> [Exercise A]
In the passage about a student suspended for self-defense, what punishment was the student from years ago given?
> [Exercise B]
Turn the paragraph beginning "She didn't escalate" in the passage about a student suspended for self-defense into a short list that keeps its main facts.
> [Exercise C]
Carry on the passage about a student suspended for self-defense from its final sentence, in the same voice.

> [Text passage]
I had a student years ago who was given in-school suspension for defending herself. The story was simple:

A boy pushed her.
She told him to stop.
He grabbed her wrists.
She told him to stop.
He didn’t.
So she dropped him with a clean, sharp kick that ended the discussion.

I wrote about it then because it mattered, and here I am again, because it’s happened again, with another young girl who did everything right and still paid the price for it.

Different year. Different school. Same broken system.

She didn’t escalate. She didn’t provoke. She didn’t act out of anger. She defended her boundaries when the adults tasked with protecting her refused to.

And what’s her reward? Suspension.

So what’s her takeaway supposed to be? What are other girls supposed to learn? What about kids who freeze because they’ve spent their whole lives being told to wait for help that isn’t coming?

> [Collected data]
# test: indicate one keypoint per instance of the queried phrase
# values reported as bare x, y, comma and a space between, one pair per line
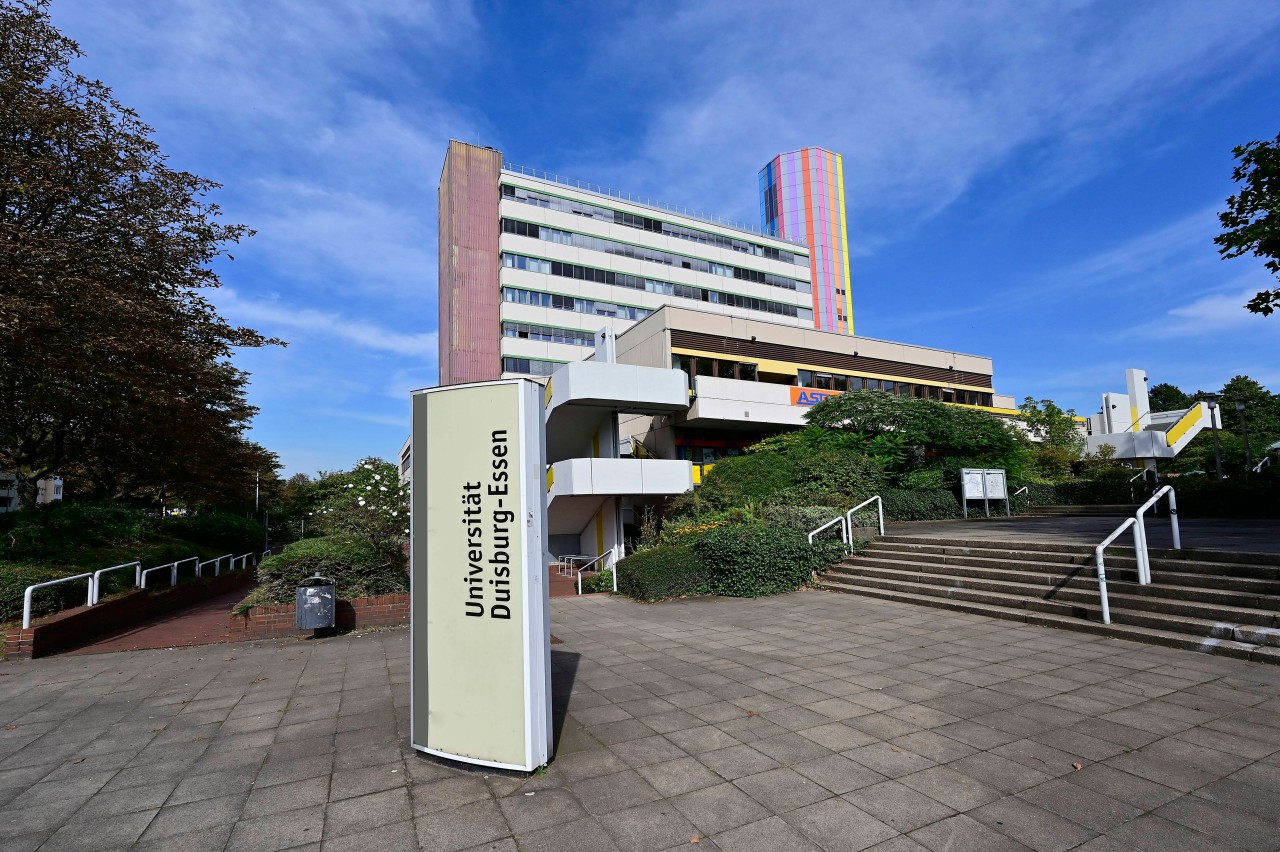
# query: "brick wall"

> [Task output A]
She was given in-school suspension.

> [Task output B]
- She did not escalate, provoke, or act out of anger.
- She defended her boundaries.
- The adults responsible for protecting her refused to do so.

> [Task output C]
Zero tolerance is the abdication of responsibility masquerading as policy.

It’s a shortcut for people who don’t want to think, don’t want to lead, and don’t want to apply nuance. It creates victims and emboldens the very behavior it claims to deter.

Telling a child they’re wrong for defending their own body is one of the fastest ways to create an adult who second-guesses themselves when it matters most.

Not here.

Here, we teach kids to fight when the moment calls for a fight.

Sometimes that means working harder to get into a trade school or college. Sometimes it means asking for a raise. Sometimes it means confronting depression. Sometimes it means stepping in for someone weaker. And sometimes, like in this case, it means slapping the kid who didn’t understand the word stop.

Self-defense isn’t violence. Self-defense is agency.
Agency is something we will never punish.

By the way, I’m picking up something for her this week: a gift card, a note, something simple. Not as a reward for fighting, but as a reminder of this:

She wasn’t wrong.
She wasn’t the problem.
And she damn sure isn’t alone.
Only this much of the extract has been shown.